____ Records for this exercise

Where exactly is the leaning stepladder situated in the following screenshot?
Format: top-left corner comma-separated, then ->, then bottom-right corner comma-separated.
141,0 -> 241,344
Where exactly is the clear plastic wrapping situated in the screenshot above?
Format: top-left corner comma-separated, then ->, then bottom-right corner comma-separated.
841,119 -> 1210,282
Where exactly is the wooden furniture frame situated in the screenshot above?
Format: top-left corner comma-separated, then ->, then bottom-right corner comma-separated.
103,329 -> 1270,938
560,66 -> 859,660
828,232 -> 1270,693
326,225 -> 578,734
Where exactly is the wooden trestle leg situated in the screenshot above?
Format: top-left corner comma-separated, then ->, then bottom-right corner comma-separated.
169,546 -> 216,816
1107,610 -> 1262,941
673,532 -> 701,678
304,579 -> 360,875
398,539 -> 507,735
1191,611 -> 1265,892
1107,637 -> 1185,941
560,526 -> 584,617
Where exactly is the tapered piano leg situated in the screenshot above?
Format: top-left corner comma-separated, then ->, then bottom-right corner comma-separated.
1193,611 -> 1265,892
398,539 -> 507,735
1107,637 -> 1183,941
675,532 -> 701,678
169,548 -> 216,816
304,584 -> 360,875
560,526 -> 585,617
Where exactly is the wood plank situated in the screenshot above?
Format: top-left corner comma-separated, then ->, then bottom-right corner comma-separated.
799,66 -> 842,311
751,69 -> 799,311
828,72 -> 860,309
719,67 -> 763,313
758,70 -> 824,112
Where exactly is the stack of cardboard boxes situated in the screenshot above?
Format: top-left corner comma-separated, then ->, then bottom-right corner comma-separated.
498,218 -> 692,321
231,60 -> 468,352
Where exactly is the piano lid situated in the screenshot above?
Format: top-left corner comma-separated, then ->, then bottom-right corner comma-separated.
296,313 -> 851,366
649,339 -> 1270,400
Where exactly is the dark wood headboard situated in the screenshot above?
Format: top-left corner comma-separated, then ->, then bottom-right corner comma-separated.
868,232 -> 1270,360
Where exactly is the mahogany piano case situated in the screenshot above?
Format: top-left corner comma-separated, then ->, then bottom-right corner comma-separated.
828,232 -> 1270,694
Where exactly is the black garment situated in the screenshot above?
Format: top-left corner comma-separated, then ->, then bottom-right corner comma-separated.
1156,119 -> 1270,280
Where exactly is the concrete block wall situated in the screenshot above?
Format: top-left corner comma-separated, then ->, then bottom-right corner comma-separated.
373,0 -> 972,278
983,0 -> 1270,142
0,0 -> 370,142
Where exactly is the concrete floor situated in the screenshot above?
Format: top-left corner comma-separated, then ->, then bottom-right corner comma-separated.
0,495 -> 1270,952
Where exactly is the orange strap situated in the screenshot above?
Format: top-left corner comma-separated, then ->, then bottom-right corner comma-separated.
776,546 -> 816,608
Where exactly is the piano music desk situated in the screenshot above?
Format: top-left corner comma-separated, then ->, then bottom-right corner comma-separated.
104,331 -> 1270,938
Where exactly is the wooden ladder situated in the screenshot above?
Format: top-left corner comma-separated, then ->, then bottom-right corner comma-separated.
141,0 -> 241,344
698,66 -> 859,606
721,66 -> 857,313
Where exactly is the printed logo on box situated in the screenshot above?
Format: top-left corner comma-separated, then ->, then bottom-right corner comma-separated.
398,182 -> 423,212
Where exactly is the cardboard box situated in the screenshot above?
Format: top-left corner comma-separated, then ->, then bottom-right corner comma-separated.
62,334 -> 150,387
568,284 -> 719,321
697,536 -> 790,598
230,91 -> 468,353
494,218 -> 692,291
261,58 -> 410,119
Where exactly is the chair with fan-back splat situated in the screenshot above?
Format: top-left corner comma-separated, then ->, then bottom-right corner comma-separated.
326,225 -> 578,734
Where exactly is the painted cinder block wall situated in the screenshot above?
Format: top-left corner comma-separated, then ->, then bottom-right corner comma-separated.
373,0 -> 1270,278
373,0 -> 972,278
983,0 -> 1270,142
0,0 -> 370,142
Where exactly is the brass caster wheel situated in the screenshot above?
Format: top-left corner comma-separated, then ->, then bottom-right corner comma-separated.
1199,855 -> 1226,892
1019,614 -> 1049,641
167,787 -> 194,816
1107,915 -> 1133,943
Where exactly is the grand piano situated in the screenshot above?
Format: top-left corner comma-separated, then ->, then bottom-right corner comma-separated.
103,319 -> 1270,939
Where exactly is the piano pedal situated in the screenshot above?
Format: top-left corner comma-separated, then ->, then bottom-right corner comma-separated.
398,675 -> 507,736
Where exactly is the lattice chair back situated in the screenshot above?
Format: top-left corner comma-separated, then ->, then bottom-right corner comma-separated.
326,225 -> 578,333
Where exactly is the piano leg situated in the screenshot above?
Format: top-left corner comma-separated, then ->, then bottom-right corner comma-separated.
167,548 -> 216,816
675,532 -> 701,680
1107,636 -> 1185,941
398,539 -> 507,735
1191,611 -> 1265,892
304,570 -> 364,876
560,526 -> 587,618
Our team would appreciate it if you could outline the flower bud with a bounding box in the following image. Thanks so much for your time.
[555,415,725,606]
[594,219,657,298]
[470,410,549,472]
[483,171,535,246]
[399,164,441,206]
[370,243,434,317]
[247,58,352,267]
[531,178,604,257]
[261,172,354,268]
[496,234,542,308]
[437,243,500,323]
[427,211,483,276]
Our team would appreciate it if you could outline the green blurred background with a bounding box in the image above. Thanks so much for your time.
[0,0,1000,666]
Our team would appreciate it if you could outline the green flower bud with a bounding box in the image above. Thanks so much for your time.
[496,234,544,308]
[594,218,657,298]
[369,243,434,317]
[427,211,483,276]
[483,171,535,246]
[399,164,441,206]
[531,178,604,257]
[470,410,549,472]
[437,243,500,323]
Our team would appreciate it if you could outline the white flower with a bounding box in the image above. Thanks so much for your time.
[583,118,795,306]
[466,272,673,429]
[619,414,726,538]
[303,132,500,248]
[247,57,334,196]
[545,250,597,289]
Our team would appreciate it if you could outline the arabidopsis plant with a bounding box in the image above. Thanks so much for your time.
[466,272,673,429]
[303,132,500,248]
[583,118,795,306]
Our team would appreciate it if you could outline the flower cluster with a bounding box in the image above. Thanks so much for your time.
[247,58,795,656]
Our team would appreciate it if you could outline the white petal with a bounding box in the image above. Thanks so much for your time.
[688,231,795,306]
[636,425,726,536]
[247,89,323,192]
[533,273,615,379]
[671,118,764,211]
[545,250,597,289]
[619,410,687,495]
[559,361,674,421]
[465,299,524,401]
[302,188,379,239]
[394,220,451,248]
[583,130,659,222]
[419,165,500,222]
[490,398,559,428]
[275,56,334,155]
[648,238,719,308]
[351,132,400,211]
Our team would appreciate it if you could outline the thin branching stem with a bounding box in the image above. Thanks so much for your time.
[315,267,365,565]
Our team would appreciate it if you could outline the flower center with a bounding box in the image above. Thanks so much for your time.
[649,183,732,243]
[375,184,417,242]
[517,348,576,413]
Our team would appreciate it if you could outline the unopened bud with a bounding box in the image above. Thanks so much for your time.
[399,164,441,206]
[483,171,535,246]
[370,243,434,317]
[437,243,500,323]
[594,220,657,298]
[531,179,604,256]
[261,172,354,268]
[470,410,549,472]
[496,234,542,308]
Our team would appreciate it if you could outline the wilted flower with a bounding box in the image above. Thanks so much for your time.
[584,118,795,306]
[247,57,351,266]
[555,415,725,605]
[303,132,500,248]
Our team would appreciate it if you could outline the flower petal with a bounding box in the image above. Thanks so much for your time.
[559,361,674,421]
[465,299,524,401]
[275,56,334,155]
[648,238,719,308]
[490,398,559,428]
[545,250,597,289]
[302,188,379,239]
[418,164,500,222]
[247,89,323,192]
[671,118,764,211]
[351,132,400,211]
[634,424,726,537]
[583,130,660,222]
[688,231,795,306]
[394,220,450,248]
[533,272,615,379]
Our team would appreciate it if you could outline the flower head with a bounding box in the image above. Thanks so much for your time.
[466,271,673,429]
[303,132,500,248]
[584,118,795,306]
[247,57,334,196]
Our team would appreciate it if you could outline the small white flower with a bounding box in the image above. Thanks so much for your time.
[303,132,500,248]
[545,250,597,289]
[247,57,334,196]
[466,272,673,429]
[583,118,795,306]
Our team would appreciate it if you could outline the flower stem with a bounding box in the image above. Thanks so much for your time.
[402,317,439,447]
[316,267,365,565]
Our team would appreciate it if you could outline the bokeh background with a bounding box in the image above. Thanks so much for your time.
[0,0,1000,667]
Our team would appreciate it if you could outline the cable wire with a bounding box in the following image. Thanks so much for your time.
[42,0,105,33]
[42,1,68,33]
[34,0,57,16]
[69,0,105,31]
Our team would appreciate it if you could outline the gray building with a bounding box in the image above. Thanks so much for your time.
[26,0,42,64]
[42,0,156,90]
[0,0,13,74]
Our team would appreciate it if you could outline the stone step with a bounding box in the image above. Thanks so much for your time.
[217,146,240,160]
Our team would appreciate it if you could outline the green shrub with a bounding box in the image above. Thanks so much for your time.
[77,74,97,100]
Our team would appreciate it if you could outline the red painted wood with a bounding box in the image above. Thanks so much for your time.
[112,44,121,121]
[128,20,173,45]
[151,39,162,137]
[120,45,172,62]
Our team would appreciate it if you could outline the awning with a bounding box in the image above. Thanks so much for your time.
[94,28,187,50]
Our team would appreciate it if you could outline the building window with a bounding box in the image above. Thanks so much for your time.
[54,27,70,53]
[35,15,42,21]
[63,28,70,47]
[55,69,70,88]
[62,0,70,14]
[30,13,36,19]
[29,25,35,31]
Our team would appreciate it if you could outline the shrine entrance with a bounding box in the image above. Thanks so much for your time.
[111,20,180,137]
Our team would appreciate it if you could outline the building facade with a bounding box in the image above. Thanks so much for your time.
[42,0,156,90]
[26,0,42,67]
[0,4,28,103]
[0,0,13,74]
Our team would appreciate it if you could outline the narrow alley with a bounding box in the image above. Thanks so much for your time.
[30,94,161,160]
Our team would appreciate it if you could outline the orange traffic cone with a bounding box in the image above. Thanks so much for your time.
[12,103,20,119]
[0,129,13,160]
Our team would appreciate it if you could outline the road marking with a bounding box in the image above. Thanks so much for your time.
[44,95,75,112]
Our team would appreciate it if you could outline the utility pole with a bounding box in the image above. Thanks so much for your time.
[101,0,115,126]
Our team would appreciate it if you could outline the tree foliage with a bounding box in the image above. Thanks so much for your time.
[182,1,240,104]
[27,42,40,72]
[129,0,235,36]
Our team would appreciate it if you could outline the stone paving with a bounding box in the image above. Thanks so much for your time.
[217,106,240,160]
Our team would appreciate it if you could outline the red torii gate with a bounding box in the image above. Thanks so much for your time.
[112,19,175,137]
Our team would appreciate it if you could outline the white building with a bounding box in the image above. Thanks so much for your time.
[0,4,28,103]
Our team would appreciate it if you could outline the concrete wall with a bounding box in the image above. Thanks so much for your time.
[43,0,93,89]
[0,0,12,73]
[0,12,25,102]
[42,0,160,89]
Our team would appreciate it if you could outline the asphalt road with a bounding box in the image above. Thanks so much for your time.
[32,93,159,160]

________

The request: Arrange the material from the line containing "Our team would appreciate it if you could outline the utility" through the end of the material, inclusive, as a Markdown table with the columns Row and Line. Number each line and leave out any blank lines.

Solution below:
| Row | Line |
|---|---|
| 1 | Our team would appreciate it if you could outline the utility pole with a bounding box in the image above. Thanks so much for your time. |
| 2 | [101,0,115,126] |
| 3 | Our team would appreciate it if you could outline the tree foliage with a bounding box in the image above. Thanks so much for your time. |
| 4 | [182,1,240,104] |
| 5 | [27,42,40,72] |
| 6 | [129,0,235,36] |
| 7 | Our team would appreciate it if you could outline the stone paving with a bounding box in the image above. Thanks so much for your time. |
| 8 | [217,106,240,160] |
| 9 | Our team would appreciate it if you could outline the red torii gate with a bounding box in the image above. Thanks so much for your time. |
| 10 | [112,19,175,137] |
| 11 | Our team would appreciate it if you could outline the white building with a bounding box in the image above. Thanks so much for your time. |
| 12 | [0,4,28,103] |
| 13 | Our team would appreciate it if you could outline the concrete wall with a bounding box in the image above. Thanks so much for your time. |
| 14 | [43,0,93,89] |
| 15 | [0,0,12,73] |
| 16 | [0,12,25,102] |
| 17 | [42,0,160,89] |
| 18 | Our team would appreciate it if you could outline the asphalt road with a bounding box in the image above. Thanks so much for your time. |
| 19 | [32,93,159,160] |